• **Required tasks**:
a - Answer these questions from the article on police brutality in France:
(i) How old was Shaoyo Liu?
(ii) According to the family lawyer, what was Liu cutting, and with what?
(iii) How many people does Rokhaya Diallo say die every year from police brutality?
b - Which roles does the article on police brutality in France give for Rokhaya Diallo? List every one.
c - Carry on the article on police brutality in France from the point where it stops.

• **Article**:
Writer and editor

'France sees itself as a white country'

Added on by Anealla Safdar.

Paris, France - In March, police killed Shaoyo Liu, a 56-year-old Chinese immigrant, at his home in the 19th arrondissement in Paris during a raid.

The officer who fired the fatal shot said he was acting in self-defence, claiming that the father-of-five wounded a policeman with a "bladed weapon" - an account his teenage daughter, who witnessed the killing, denies.

The family lawyer, Calvin Job, said Liu was preparing his children's dinner and was cutting fish with scissors. An investigation is ongoing.

"Ten to 15 people die every year from police brutality. They [police] are never punished," says Rokhaya Diallo, an author, film director, journalist and activist, as she sips on a hot chocolate in a cafe one kilometre from where Liu was murdered.

"I think here, there is denial. If you read the newspapers here, you have very good coverage of police brutality in the US. You know the victims' names. But of events here, you won't read anything. Even when these national stories are covered, the victim's race is not mentioned."

Diallo spends her days fighting for racial equality and dissecting the sensitivities of French society and politics, from racism and secularism to the decline of the left.

• **Information supplied**:

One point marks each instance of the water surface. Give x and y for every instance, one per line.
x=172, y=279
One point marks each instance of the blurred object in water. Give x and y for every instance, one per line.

• **Responses to the exercise**:
a -
(i) 56
(ii) Fish, with scissors
(iii) Ten to 15

b - author, film director, journalist, activist

c -
Al Jazeera spoke to Diallo following the recent presidential election, which was won by Emmanuel Macron, a 39-year-old centrist who beat his far-right rival Marine Le Pen with more than 65 percent of the vote.

Al Jazeera: Shortly after the election result, you tweeted that there was "no cause for celebration". What did you mean by that?

Diallo: Marine Le Pen got 10.6 million voters. In 2002, her father Jean-Marie Le Pen - who also reached the second round - got 5.5 million. She was able to make the Front National (NF) mainstream and settle it into the French political landscape.

Yes, she's lost - we have avoided the worst option. But I'm afraid of the way her ideas will spread further across other parties. Political parties have been adopting far-right ideas to appease such voters for decades.

Many have tried to send signals to Le Pen's supporters by, for example, supporting certain policies that were Islamophobic, or those that favour of [excessive] law and order such as the state of emergency. That's something the NF would have backed if it was in power.

The state of emergency was meant to last 12 days. It's been one and a half years. For a democratic country, it's very concerning. We are being ushered to a police state. None of the candidates said what they would do with that. Macron said it was not the best solution, he hasn't said whether he will stop it.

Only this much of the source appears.